▶ _Problem details_:
Collect every line in the entries below that contains the string "target".
⟨
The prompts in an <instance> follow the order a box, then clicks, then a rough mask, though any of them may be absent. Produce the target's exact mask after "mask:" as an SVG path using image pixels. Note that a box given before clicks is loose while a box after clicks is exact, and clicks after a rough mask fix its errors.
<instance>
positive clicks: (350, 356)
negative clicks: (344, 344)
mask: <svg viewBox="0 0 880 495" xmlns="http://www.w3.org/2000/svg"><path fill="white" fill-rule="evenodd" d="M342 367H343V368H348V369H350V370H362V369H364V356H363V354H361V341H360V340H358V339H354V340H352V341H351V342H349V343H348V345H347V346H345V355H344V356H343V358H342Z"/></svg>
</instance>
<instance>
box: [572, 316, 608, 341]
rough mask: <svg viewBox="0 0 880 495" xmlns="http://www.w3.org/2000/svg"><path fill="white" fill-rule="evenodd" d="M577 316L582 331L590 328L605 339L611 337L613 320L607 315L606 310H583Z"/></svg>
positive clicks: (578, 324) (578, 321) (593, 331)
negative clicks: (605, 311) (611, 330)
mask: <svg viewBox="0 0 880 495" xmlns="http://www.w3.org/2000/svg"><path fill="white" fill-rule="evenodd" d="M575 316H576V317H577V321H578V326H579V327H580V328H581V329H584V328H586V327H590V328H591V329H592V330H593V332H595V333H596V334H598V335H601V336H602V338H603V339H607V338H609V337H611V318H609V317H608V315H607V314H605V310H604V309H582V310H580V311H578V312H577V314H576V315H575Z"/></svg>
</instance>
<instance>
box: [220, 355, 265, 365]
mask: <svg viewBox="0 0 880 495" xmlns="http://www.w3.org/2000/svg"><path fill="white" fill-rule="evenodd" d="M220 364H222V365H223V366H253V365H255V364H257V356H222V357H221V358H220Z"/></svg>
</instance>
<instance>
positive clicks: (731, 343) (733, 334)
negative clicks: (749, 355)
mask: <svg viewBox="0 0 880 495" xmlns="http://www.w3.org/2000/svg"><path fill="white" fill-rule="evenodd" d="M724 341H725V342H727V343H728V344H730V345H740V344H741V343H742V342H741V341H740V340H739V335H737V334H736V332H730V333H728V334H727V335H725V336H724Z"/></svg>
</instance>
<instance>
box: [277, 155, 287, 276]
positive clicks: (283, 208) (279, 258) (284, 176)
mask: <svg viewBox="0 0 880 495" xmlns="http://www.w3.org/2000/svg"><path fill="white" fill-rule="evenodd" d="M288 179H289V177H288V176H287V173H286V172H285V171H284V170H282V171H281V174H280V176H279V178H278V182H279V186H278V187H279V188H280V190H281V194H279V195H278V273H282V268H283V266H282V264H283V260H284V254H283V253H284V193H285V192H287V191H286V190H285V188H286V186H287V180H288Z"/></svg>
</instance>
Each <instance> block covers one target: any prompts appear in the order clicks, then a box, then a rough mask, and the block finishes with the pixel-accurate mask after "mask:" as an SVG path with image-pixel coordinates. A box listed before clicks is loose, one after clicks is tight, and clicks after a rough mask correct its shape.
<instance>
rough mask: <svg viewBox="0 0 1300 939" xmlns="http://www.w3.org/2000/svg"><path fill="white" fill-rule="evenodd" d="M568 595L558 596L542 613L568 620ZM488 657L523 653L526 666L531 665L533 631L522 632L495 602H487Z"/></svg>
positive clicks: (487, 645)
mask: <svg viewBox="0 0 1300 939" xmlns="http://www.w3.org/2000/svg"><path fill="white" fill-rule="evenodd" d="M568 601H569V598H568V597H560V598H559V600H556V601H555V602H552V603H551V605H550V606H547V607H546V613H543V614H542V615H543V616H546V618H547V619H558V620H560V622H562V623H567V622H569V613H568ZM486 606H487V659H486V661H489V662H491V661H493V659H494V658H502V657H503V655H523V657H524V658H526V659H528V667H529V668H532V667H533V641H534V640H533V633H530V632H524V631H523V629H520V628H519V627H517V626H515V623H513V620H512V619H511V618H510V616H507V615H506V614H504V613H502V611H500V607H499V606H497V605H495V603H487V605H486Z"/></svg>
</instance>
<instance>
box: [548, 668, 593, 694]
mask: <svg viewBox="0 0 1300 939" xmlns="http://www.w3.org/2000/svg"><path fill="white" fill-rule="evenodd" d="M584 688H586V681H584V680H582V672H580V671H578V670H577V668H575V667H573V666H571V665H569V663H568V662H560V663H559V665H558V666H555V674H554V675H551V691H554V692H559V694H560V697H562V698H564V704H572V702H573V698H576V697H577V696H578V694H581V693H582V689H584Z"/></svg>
⟩
▶ _Solution to this task_:
The prompts in an <instance> follow the order a box, then clicks, then a rough mask, though any of them may be absent. Produce the target's exact mask after "mask:" as an SVG path using image pixels. Note that a box given before clicks is loose while a box after clicks is exact, and clicks after a rough mask fix its errors.
Each <instance> block covers one target: any prompts appear in the order clicks, then a box, then a rough mask, and the block finishes with the pixel-accurate mask after "mask:" as an SVG path with image-pixel coordinates. A box listed before clicks is loose, one after clicks is tight, and clicks after a rough mask correct its shape.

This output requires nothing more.